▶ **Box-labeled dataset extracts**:
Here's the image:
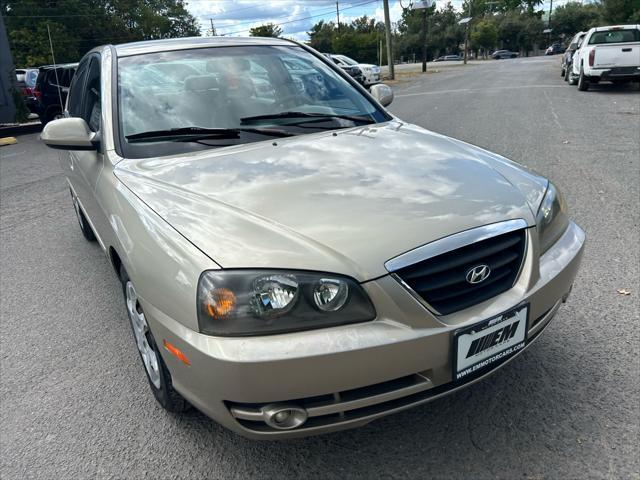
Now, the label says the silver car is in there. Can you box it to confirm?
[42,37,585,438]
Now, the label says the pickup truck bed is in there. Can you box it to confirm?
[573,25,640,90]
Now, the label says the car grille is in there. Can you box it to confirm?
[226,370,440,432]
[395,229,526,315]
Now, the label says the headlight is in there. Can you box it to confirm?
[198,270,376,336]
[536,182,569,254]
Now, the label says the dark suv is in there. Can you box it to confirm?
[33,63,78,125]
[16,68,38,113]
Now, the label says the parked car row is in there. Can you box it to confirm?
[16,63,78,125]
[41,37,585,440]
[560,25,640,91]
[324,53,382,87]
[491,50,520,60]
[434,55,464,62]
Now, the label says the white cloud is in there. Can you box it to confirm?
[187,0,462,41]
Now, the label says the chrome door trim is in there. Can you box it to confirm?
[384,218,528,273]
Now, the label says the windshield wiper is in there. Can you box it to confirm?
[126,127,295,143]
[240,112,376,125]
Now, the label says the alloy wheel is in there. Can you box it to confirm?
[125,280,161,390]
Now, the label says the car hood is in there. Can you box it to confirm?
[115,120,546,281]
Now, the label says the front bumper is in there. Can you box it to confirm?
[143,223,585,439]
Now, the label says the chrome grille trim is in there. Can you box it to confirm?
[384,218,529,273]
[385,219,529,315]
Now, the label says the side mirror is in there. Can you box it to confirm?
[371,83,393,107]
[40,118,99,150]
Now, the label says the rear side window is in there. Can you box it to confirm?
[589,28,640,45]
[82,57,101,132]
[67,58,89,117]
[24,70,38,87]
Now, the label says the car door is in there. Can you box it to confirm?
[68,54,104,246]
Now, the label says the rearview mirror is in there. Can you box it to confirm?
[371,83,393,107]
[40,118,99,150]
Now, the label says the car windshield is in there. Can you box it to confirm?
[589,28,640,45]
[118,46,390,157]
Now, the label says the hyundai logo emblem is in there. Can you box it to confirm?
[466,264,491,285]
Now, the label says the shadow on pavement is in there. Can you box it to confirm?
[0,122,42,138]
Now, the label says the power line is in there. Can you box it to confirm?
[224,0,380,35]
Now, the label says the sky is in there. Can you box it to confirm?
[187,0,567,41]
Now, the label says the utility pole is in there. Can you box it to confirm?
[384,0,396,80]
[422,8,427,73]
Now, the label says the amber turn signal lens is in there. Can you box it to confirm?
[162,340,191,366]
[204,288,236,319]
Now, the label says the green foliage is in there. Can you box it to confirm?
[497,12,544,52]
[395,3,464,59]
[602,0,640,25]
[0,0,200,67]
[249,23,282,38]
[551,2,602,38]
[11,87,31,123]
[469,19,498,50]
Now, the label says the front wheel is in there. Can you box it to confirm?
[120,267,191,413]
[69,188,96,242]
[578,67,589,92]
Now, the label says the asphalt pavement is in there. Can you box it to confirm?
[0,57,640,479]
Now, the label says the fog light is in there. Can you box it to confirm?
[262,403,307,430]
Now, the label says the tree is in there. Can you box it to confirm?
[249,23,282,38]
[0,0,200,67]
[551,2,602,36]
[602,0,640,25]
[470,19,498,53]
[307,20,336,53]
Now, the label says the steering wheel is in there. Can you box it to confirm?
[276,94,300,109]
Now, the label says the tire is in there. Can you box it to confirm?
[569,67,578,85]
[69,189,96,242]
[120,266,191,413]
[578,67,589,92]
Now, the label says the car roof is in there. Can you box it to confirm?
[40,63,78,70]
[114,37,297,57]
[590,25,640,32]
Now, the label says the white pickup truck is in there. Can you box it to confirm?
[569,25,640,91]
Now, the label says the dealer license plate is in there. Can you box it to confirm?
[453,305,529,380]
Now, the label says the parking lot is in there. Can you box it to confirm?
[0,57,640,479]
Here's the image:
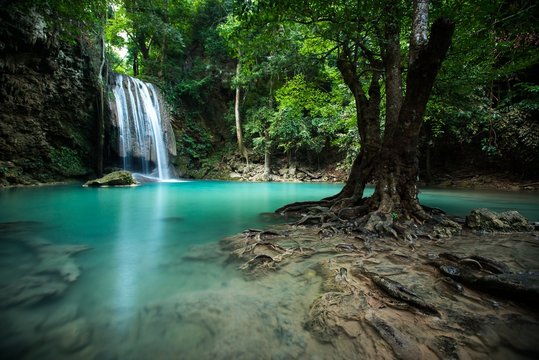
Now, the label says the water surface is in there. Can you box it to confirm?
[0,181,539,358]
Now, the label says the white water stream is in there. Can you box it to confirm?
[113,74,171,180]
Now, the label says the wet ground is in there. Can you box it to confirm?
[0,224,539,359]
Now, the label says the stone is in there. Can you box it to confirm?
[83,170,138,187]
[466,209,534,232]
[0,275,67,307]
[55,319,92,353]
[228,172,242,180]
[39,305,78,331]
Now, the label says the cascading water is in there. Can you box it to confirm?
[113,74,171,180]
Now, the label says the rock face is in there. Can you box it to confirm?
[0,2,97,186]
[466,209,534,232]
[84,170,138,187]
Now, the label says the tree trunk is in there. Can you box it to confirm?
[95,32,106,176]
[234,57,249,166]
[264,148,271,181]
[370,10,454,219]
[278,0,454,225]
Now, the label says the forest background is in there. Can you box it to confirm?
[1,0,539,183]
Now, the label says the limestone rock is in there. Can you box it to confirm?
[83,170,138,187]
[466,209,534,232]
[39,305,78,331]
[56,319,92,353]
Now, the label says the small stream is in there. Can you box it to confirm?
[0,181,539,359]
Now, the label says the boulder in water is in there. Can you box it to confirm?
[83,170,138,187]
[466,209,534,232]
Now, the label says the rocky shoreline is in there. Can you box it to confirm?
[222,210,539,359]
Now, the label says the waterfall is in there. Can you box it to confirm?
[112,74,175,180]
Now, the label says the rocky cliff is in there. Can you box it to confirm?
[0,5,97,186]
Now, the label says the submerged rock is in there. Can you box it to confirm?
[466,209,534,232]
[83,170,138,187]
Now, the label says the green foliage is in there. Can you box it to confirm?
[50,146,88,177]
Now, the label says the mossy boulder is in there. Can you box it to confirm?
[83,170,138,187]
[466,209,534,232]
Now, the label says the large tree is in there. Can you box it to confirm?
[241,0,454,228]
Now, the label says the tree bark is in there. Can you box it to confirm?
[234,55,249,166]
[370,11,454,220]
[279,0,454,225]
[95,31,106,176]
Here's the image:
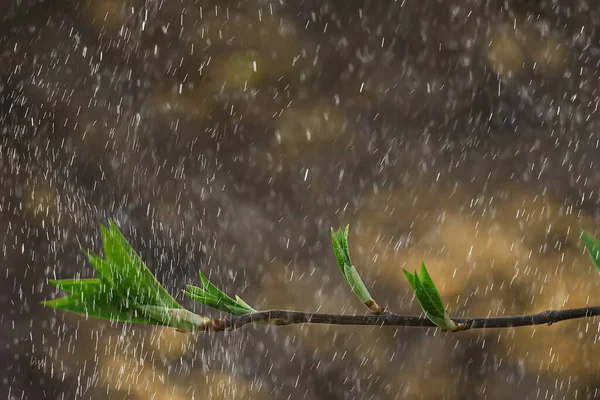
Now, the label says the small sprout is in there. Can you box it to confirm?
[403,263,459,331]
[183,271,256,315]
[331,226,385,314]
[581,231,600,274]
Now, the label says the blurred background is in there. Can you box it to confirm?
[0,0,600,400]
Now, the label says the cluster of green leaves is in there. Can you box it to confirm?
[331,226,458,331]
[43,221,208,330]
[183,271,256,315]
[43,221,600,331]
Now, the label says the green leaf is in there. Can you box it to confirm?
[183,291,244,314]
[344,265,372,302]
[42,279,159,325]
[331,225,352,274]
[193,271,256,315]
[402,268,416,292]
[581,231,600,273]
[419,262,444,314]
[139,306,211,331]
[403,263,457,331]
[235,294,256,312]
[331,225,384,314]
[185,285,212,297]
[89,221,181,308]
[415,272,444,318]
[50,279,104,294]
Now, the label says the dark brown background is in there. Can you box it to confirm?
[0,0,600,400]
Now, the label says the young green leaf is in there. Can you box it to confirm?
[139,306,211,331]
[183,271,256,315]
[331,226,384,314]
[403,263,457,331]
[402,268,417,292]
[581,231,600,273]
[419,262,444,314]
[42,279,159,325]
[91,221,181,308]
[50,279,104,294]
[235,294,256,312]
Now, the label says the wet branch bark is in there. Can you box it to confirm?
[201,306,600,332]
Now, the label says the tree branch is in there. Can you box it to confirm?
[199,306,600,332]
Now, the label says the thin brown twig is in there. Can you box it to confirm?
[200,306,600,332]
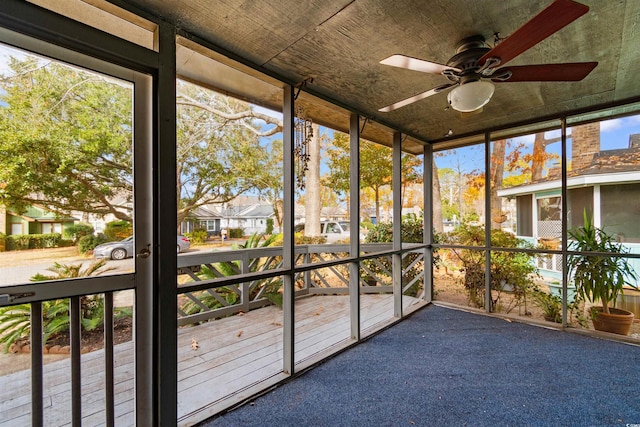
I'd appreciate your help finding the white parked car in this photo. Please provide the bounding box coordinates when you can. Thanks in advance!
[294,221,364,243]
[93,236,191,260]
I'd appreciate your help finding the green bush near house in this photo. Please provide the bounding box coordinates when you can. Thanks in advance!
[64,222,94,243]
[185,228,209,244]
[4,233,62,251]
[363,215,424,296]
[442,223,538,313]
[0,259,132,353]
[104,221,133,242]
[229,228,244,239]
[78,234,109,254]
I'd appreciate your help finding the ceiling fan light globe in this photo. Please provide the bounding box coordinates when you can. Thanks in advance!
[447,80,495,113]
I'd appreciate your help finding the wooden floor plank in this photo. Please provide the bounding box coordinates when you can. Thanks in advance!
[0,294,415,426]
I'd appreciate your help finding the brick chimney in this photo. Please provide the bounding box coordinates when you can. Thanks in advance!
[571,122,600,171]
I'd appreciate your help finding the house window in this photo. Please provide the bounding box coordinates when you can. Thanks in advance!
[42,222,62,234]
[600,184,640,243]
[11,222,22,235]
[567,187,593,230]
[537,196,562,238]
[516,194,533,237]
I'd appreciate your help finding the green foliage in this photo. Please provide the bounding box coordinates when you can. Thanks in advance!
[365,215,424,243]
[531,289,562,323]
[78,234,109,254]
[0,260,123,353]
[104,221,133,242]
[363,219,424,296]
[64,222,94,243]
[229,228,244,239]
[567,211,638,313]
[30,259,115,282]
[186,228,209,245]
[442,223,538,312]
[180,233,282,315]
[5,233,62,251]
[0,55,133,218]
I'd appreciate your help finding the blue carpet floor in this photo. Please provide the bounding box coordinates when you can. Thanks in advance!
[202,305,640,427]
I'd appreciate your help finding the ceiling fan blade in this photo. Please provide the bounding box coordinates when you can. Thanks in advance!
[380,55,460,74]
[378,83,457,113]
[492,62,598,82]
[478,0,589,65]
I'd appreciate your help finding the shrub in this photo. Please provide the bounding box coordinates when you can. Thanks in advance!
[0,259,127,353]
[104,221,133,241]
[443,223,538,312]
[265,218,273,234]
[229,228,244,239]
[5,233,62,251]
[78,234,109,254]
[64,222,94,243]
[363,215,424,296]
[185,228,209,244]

▶ **WORK TO DO**:
Starting at the beginning of the items and ending at the line that contains "[395,229,526,315]", render those lines as a numbered list with blank lines omitted. Leave the pictures out of your answer.

▶ **OUTPUT OF THE EXERCISE**:
1. Here's the image:
2. Now, the label says the silver car is in there. Can you box it to confirm?
3. [42,37,585,438]
4. Now, the label says the pickup truck bed is in there. Can you box it to confirm?
5. [573,25,640,90]
6. Now, the label says the car grille is in there. Can you box it to confirm?
7. [226,370,440,432]
8. [395,229,526,315]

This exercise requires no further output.